### BLOCO DE TEXTO:
++++
31 de março de 2018

Coluna Liberal - Jornal Diário dos Açores 30 de Março de 2018


Cumpriram-se nesta semana 92 anos sobre a publicação de um dos contributos do (julgo) maior intelectual português de sempre – aliás, o único nos nossos nove séculos que merecerá destaque mundial – a favor do liberalismo económico: o artigo “A evolução do comércio”, publicado por Fernando Pessoa no Nº 3 da Revista de Comércio e Contabilidade, Lisboa, em 25/03/1926.
Cuja evocação abro com uma citação dedicada aos altermundialistas de hoje, aos socialistas do Bloco de Esquerda, PCP, e PS+D’s que com eles geringonçam, mas igualmente aos conservadores que rejubilam desde o brexit às promessas de Trump: “A actividade social chamada comércio, por mal vista que esteja hoje pelos teoristas de sociedades impossíveis, é contudo um dos dois característicos distintivos das sociedades chamadas civilizadas”.
Pessoa, que desenvolveu a sua carreira profissional precisamente no setor comercial, reconheceu a cultura como o outro traço distintivo da civilização. Entre os quais, argumenta, se estabelece tanto uma relação “paralela” quanto outra de causalidade.
Para concluir com a primeira, toma como premissas que “a vida é essencialmente relação”, entre povos, “quando [for] vida civilizacional”. E que os “fenómenos da vida superior” são “materiais e mentais”. Daí a conclusão intermédia: “devem ser materiais e mentais os fenómenos da vida superior civilizacional; e (…) de relação”.
Ora, “o comércio é (…) uma entrepenetração económica das sociedades”. Supondo a premissa implícita de que não haverá relação económica maior – retira a segunda conclusão intermédia de que “é no comércio que as relações materiais entre sociedades atingem o máximo”. Pessoa reduplica em seguida este passo argumentativo para a cultura e as relações mentais.
O que permite a conclusão final de “que uma sociedade com alto grau de desenvolvimento material e mental (…) forçosamente será altamente comercial e altamente cultural, paralelamente”.
Mas afirma também a referida relação de “causalidade” entre comércio e cultura (Pessoa usa aquele conceito de forma errada, ou pelo menos discutível, referindo-se antes a “condicionalidade”, mas manterei o seu termo). Como primeira premissa, assume que historicamente “o fenómeno material precede sempre o fenómeno mental”. Segue-se diretamente a conclusão intermédia de que “o meio mais seguro de se formarem contactos mentais é terem-se formado contactos materiais”.
++++
### INFORMAÇÃO APRESENTADA:

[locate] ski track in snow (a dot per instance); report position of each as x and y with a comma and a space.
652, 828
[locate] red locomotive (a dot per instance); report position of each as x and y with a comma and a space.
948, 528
++++
### TRABALHO A REALIZAR:
1. No texto sobre Pessoa e o comércio, explique em uma a três frases por que razão o meio mais seguro de se formarem contactos mentais é terem-se formado contactos materiais.
2. Prossiga o texto sobre Pessoa e o comércio a partir da última frase apresentada.
As linhas apresentadas não têm qualquer relação com o texto sobre Pessoa e o comércio.

### RESULTADOS POR TAREFA:
1. Pessoa parte da premissa de que, historicamente, o fenómeno material precede sempre o fenómeno mental. Daí tira diretamente a conclusão de que os contactos mentais se formam com mais segurança quando já se formaram contactos materiais.

2.
À qual junta três premissas: “a cultura, ao aperfeiçoar-se, tende (…) para não excluir da sua curiosidade elemento algum estranho”. “Quanto mais fácil for o contacto com elementos estranhos tanto mais essa curiosidade se animará”. E “a cultura exige necessariamente um contacto demorado e pacífico”. Portanto, “o contacto material, que a estimule, terá que ser demorado e pacífico”. E carateriza-o numa última premissa: “é isto mesmo que, em contraposição à guerra, distingue a actividade social chamada comércio”.
Daí a referida conclusão final da “causalidade” dessa atividade sobre o aperfeiçoamento cultural.
“O estabelecimento, um pouco demorado desta analogia ou paridade entre o fenómeno cultural e o comércio não é uma espécie de degressão ou devaneio neste artigo (…). Visa, antes de mais nada, a mostrar claramente a importância social do comércio, e a mostrá-la àqueles mesmos que frequentemente a esquecem ou a negam. E como esses, em geral, são os que são ou se julgam pessoas de cultura, o argumento, que se lhes opõe, é tirado das próprias preocupações deles; responde-se-lhes na própria língua que falam ou dizem falar” (F. Pessoa dixit).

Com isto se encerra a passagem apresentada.